The listing below should be reproduced precisely, except for its images.

**EXCERPTED RECORDS:**
---

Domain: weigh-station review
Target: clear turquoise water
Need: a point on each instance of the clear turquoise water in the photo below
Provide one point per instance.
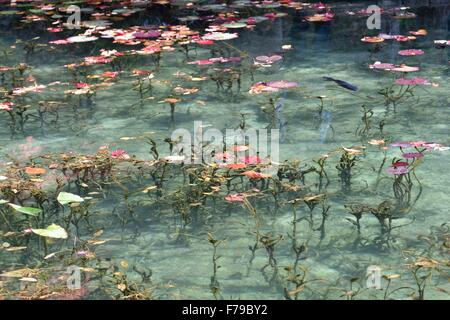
(330, 49)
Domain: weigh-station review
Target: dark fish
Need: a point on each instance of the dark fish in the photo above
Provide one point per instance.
(342, 83)
(325, 125)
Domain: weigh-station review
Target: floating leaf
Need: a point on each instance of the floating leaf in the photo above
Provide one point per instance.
(65, 198)
(26, 210)
(19, 273)
(52, 231)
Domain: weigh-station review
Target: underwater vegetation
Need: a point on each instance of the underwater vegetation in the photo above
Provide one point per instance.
(101, 197)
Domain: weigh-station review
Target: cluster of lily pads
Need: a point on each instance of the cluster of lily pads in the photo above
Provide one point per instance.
(50, 202)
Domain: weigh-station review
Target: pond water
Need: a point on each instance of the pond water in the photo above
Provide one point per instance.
(141, 221)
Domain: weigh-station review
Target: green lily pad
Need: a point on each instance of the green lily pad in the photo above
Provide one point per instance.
(26, 210)
(9, 12)
(66, 198)
(235, 25)
(52, 231)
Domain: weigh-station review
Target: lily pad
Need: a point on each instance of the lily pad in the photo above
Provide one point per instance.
(235, 25)
(26, 210)
(66, 198)
(52, 231)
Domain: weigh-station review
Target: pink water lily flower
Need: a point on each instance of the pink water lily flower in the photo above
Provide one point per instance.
(405, 68)
(412, 155)
(250, 159)
(412, 82)
(282, 84)
(268, 60)
(237, 197)
(400, 164)
(6, 105)
(411, 52)
(120, 154)
(382, 66)
(401, 144)
(203, 62)
(397, 170)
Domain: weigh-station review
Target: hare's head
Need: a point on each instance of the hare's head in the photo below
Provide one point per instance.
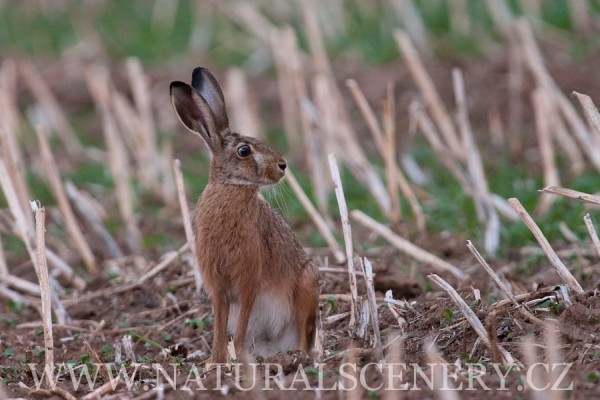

---

**TASK SOLUTION:**
Domain: weigh-station review
Target: clear turquoise water
Need: a point on each instance of the clear turquoise water in the photo below
Provide one point per instance.
(330, 49)
Domain: weigh-station review
Target: dark fish
Need: a point on each instance of the dark fish in the photo above
Provide one point per instance.
(342, 83)
(325, 125)
Domain: weigh-station review
Target: floating leaf
Need: a point on each instance of the floating leaf in the photo above
Provide one point per instance.
(65, 198)
(26, 210)
(19, 273)
(52, 231)
Domain: weigh-station review
Target: underwater vegetation
Need: a point on each instance of the underwater vegetation in the photo above
Provide one point per instance.
(101, 197)
Domain: weigh-station review
Target: cluster of lily pads
Need: a point on each instance of the cluster of lily pads in the photo above
Provide one point per instance.
(50, 202)
Domain: weigh-station review
Target: pond water
Need: a point on each instance of the pond water in the photo above
Provide one point per instance.
(141, 221)
Domain: weigh-station review
Target: green lily pad
Need: a point on each instance of the green lily pad in the photo above
Provide one point per instance.
(26, 210)
(9, 12)
(66, 198)
(235, 25)
(52, 231)
Domain: weigh-station review
Target: lily pad
Need: a point on each instance of the lily pad in the photo above
Provide one point per instance.
(235, 25)
(26, 210)
(66, 198)
(52, 231)
Domain: weigh-station review
Target: pink water lily flower
Need: a point on each instance of the pink water lily flower in the photo above
Provide one point per instance.
(405, 68)
(412, 155)
(250, 159)
(412, 82)
(282, 84)
(268, 60)
(237, 197)
(400, 164)
(6, 105)
(411, 52)
(120, 154)
(382, 66)
(401, 144)
(203, 62)
(397, 170)
Domain: weigh-station review
Target: hare's head
Need: a point on each instance of the hare's head in the photo below
Provide one point per instance.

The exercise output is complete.